Какого числа был расстрелян Гайстер, согласно отрывку о его деле?

**ФРАГМЕНТ ДОКУМЕНТА**
◇ ◇ ◇

То же относилось к его работе на посту заместителя наркома земледелия. Он поступил правильно, уволив нескольких сотрудников, но «не довел до сведений ЦК и НКВД ставших мне известными фактов вредительства, казавшихся мне раньше результатом плохой работы». Тайные сомнения привели к преступному бездействию, которое привело к фактам вредительства. Только чистосердечное признание могло выявить истину и восстановить утраченное доверие. «Убедительно прошу Вас, Николай Иванович, меня лично допросить, безо всяких прикрас я расскажу все, что знаю обо всех известных лицах и о себе»
[1727].
Неделю спустя он написал Ежову второе письмо, в котором признал, что преступное бездействие неотличимо от преступного действия.
Я признаю себя полностью виновным в том, что, не изжив своих троцкистских колебаний в 1923 г., был связан в последующие годы с троцкистами, известными мне со времен учебы в ИКП, что, придя на работу в Наркомзем СССР, фактически помогал и участвовал в контрреволюционной вредительской деятельности центра правых в Наркомземе.
Обо всех известных мне фактах контрреволюционной и вредительской деятельности известных мне лиц и моих собственных действиях обязуюсь дать следствию исчерпывающие признания
[1728].
Арон Гайстер. Тюремная фотография. Предоставлено Инной Гайстер
Он еще не понял, что «фактическое» пособничество ничем не отличается от умышленного. Большевистское определение греха идентично определению Блаженного Августина («мысль, слово или действие, направленное против Вечного Закона»). С точки зрения партии, представлявшей Вечный Закон, мысль не отличалась от слова, а слово от дела. А с точки зрения партийной инквизиции грех не отличался от преступления. После четырехмесячного следствия Гайстер полностью признал свою вину, фактическую и безусловную. Он был приговорен к расстрелу 21 октября 1937 года Сталиным, Молотовым, Кагановичем и Ворошиловым в числе 68 человек, включая 24 жителя Дома правительства. Приговор был официально объявлен 29 октября на судебном заседании под председательством Василия Ульриха. В последнем слове Гайстер признал тяжесть своих преступлений и попросил суд дать ему возможность честным трудом искупить свою вину. Он был расстрелян на следующий день, 30 октября 1937 года
[1729].

◇ ◇ ◇

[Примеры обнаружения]
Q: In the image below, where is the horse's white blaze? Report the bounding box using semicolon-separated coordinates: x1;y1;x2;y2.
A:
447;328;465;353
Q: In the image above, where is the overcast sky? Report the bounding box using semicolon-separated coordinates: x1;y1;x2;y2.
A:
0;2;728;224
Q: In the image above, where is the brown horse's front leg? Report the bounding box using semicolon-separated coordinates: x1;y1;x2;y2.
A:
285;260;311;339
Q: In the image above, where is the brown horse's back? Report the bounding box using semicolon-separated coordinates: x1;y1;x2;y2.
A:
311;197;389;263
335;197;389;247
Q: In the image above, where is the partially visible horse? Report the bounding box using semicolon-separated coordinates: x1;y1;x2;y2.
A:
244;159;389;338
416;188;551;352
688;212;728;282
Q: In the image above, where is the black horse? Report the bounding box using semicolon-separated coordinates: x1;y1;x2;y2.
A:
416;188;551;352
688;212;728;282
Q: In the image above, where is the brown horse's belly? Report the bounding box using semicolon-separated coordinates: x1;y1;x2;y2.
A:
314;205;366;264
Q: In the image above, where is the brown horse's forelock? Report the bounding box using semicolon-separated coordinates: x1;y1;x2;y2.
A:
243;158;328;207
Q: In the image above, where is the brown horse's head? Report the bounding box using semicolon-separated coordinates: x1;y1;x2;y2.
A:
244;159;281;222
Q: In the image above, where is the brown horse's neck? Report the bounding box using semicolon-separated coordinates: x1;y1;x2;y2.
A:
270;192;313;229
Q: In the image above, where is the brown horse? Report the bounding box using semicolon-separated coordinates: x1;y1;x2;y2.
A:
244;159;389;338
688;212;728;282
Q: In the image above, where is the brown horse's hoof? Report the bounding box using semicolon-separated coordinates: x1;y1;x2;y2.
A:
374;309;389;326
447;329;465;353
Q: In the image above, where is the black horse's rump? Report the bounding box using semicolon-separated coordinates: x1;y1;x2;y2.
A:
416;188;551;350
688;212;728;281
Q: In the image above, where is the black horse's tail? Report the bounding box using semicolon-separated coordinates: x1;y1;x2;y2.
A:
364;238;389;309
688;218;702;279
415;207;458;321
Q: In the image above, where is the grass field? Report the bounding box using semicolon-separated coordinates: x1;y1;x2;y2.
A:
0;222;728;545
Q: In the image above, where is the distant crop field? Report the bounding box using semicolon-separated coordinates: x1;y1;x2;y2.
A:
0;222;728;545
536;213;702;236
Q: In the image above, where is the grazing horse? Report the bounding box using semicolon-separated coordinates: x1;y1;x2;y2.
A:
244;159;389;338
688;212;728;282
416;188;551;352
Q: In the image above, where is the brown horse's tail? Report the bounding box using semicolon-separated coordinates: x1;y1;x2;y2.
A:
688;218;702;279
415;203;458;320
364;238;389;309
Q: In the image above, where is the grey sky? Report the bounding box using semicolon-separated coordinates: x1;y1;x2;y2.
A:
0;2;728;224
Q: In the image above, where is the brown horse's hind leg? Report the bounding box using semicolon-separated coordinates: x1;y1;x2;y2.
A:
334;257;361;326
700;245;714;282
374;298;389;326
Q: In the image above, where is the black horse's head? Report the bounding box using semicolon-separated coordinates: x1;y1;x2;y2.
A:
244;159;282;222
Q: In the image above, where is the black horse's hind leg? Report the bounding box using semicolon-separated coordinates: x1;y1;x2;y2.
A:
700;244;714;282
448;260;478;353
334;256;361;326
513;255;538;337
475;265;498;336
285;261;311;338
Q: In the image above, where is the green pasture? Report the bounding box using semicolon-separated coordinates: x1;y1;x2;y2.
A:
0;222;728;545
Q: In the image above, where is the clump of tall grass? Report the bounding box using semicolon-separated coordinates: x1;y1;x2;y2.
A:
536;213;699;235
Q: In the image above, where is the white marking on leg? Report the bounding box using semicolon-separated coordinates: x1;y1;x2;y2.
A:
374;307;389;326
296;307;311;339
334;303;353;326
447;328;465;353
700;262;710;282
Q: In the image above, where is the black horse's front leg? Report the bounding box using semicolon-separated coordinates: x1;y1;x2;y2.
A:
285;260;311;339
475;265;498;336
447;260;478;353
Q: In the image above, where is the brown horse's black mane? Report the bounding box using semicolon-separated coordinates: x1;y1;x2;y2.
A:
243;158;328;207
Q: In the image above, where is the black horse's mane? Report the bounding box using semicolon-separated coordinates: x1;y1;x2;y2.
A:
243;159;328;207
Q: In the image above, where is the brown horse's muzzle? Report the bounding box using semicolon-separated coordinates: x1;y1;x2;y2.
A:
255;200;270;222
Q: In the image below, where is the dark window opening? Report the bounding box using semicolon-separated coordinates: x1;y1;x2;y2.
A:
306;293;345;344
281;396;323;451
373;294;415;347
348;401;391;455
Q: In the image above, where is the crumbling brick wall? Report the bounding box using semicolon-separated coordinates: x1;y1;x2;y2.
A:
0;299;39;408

◇ ◇ ◇

**РЕШЕНИЕ ЗАДАЧИ**
30 октября 1937 года.